• **Task**: Copy out all of the records below, switching every "Reviewer note" to "Annotator note" and changing nothing else. Leave the pictures out of your answer.

• **Data extract**:

==*==

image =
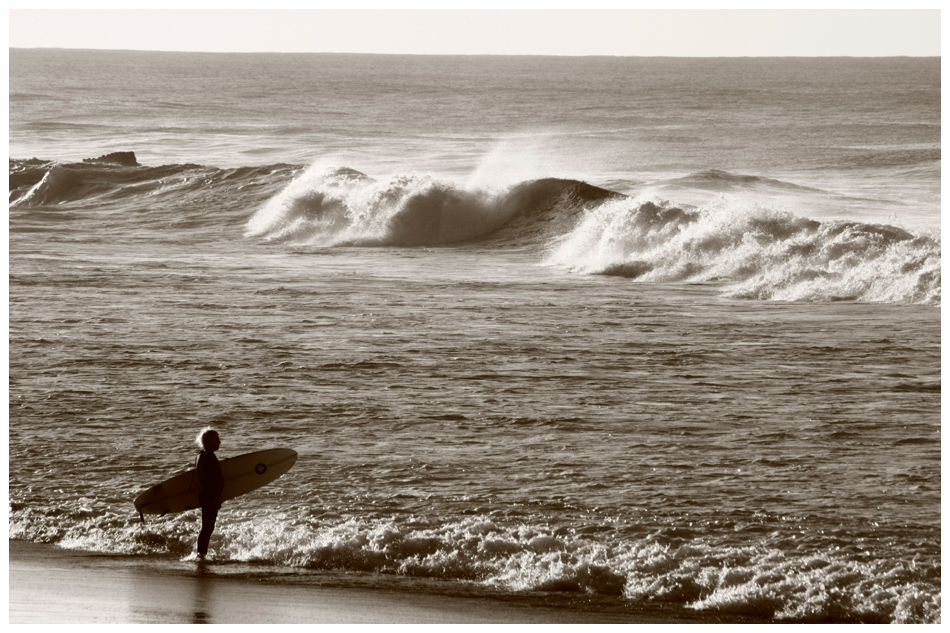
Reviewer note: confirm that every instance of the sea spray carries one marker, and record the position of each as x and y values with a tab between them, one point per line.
703	573
334	206
759	252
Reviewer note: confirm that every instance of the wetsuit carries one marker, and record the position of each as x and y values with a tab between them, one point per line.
212	484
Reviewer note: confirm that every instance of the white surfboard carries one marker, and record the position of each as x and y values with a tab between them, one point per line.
242	474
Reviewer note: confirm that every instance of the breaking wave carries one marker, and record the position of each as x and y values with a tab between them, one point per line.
754	251
757	578
757	252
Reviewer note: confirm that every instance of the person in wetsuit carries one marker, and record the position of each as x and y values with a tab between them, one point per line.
212	485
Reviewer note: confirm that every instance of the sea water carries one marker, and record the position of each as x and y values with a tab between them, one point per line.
656	331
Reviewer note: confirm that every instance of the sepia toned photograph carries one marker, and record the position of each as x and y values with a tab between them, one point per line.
474	316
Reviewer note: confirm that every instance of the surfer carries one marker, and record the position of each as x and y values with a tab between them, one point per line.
212	484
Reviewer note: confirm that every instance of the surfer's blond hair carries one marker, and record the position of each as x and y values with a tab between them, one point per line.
202	434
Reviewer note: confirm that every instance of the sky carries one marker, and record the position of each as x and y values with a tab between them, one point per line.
689	32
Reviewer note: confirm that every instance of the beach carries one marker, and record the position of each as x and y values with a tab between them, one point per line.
49	585
553	339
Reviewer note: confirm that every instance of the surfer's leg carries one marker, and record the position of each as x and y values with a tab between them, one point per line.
209	515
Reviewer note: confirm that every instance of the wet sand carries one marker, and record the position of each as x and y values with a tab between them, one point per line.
54	585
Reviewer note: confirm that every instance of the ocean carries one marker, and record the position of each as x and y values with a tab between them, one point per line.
637	331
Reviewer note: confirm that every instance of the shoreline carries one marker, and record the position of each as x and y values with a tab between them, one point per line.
53	585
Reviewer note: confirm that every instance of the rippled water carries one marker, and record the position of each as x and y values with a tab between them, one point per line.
556	389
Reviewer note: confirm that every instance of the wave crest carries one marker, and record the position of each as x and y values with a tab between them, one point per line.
759	252
327	207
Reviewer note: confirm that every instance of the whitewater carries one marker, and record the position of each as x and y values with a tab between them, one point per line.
649	331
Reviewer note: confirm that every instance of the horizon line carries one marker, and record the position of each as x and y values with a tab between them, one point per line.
145	50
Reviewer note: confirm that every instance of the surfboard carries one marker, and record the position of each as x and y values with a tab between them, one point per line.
242	474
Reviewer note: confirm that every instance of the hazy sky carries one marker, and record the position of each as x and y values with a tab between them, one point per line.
545	32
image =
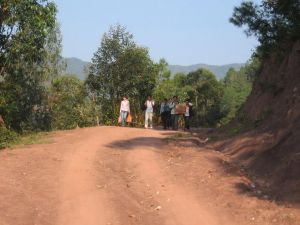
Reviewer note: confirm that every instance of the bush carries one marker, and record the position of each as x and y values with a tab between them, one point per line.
6	137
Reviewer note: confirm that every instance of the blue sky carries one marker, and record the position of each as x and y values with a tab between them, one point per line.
184	32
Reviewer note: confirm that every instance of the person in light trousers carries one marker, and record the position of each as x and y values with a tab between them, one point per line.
149	104
124	110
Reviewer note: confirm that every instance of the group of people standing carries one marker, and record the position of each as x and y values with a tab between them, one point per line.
170	110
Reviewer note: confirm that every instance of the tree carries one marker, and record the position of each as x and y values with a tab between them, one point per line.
70	105
25	28
120	68
206	92
275	23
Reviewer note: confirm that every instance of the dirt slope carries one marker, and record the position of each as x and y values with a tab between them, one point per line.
271	151
121	176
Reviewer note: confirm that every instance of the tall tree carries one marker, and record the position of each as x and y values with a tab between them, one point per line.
120	68
275	23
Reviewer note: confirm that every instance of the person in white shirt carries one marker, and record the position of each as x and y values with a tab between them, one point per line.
174	114
149	104
187	114
164	110
124	110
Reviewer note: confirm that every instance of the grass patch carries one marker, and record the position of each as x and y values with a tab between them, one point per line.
32	138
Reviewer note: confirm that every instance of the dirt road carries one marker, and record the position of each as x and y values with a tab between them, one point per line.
120	176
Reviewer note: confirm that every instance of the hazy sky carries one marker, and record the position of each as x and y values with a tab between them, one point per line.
183	32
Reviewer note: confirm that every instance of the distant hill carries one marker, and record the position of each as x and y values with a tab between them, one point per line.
219	71
76	66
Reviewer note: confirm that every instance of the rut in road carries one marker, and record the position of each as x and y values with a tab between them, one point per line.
119	179
125	176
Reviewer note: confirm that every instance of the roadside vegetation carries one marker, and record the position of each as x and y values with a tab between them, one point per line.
36	94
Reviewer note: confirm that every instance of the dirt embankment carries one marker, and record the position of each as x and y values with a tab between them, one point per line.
271	152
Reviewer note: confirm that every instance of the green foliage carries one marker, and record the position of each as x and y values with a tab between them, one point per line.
206	93
6	137
70	105
120	68
29	56
237	87
274	23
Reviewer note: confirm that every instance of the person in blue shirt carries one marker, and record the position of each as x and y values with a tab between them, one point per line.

==*==

• **Result**:
image =
Annotator note: confirm that every instance of the sea spray carries one marker, and record the position of each as x and y values with a tab between them, one point per line.
703	573
334	206
759	252
Annotator note: confirm that every instance of the wetsuit carries one marker, and record the position of each as x and y values with a tab between them, one point per line.
212	484
Annotator note: confirm that every instance of the white surfboard carries one marker, and record the position of each as x and y values with a tab between them, one point per line.
242	474
Annotator note: confirm that every instance of the breaking wave carries one marker, and record the position of each as x and y values with a tab between them, one point per line.
754	251
757	578
757	252
Annotator note: confirm that every instance of the person in wetsuit carries one marker, and record the position of each as x and y values with a tab between them, one point per line.
212	485
Annotator note: confirm that every instance of the sea water carries one marker, and record the position of each as x and y values with a tab between them, one point per line.
656	331
Annotator note: confirm that every instance of the sepia toned photograph carries one marker, and record the position of each as x and y values with a tab between them, one point per line.
474	316
Annotator note: confirm that every instance of the surfer carries one marker, and record the position of each as x and y values with a tab between them, one point per line.
212	484
Annotator note: confirm that every instance of the surfer's blond hair carries one marker, and record the position of each as x and y values with a tab between them, one point per line.
202	434
Annotator note: confirm that every instance of the sky carries one marker, and record the position of each as x and y values with a tab between them, one point per line.
689	32
Annotator note: confirm that every instance of the beach carries one marker, and record the position of each as x and y values with a tab between them, one point per line.
49	585
553	339
Annotator note: confirm that every instance of the surfer's leg carries one marker, and record the position of each as x and y values with a tab between them, one point per line.
209	515
Annotator note: confirm that every instance of the wet sand carries one marker, and record the position of each as x and y values with a tab between them, one point per line.
54	585
Annotator note: confirm that every instance of the ocean carries one marker, and record the position of each as x and y values with a tab between them, one point per line.
637	331
Annotator note: confirm that every instance of the shoreline carries one marker, and record the position of each as x and y values with a tab between them, one point per line.
53	585
Annotator note: confirm that every instance of the rippled water carries one marker, and record the position of each as x and y values with a tab between them, one point per line.
556	389
Annotator note: confirm that every instance of the wave crest carries one marker, and record the position of each as x and y values with a tab between them, one point per line.
759	252
327	207
Annotator note: confirm that every instance of the whitewater carries one marker, and record the position of each as x and y values with a tab between them, one point per line.
649	331
Annotator note: confirm that every instance of the horizon line carries one marker, and record the position of each as x and y values with a tab between them, one point per line.
145	50
Annotator note: confirm that every instance of the surfboard carries one marker, and record the position of each as x and y values with a tab between them, one point per line.
242	474
Annotator note: confirm that every instance of the hazy sky carries one marker, and record the position of each as x and y values with a tab between them, one point per line.
545	32
image =
Annotator note: confirm that every instance of the bush carries one marker, and record the position of each as x and y values with a tab between them, one point per line.
6	137
Annotator note: confirm that every instance of the blue sky carries one marker, and record the position of each as x and y values with a tab between them, one point per line.
184	32
Annotator note: confirm that every instance of the person in light trousers carries one marker, and record the position of each as x and y values with a tab between them, one point per line.
149	104
124	110
Annotator note: confirm that every instance of the group of people standing carries one marker, and record the position of each as x and y values with a tab between them, one point per line.
170	110
Annotator note: confirm that every instance of the tree carries one marker, and record the position of each as x and y values with a tab between them, one point per line.
70	105
25	28
120	68
206	92
275	23
Annotator note: confirm that every instance of the dirt slope carries one marker, and record the position of each as x and y values with a tab between them, one point per line.
271	151
121	176
Annotator note: confirm that every instance of the tall tree carries one marker, and record the position of each as x and y values with a tab between them, one point per line.
120	68
275	23
Annotator note: confirm that every instance of the person in white shirt carries one marker, and record the position of each as x and y values with a tab between them, one point per line.
174	114
149	104
187	114
164	110
124	110
Annotator note: confirm that every instance of the grass patch carries one marker, and record the position of each as x and y values with a tab between them, one point per line.
32	138
Annotator note: confirm that every instance of the dirt road carries one marker, and record the position of each as x and y values with a tab between them, one point per line.
120	176
Annotator note: confirm that every instance of the hazy sky carries one marker, and record the position of each as x and y values with a tab between them, one point per line.
183	32
Annotator note: confirm that every instance of the distant hill carries one marker, and record the position of each as x and y values with a tab between them, one point per line.
219	71
76	66
Annotator note: confirm that every instance of the rut in road carries one marker, and record the position of each as x and y values with a tab between them, one point per line.
119	179
125	176
Annotator note: confirm that every instance of the roadside vegetation carries one marker, and record the position of each as x and y values with a tab between them, one point per line.
36	94
Annotator note: confirm that every instance of the dirt embankment carries one marker, and record the position of each as x and y values with a tab between them, one point per line.
271	152
Annotator note: confirm that every instance of the green foliage carries one marker, and record the position of each as x and y values with a tab between them, one point per line.
206	93
6	137
70	105
120	68
29	56
237	87
274	23
Annotator note: confirm that every instance of the person in blue shirt carries one marker, and record the position of each as x and y values with a tab between them, one point per line.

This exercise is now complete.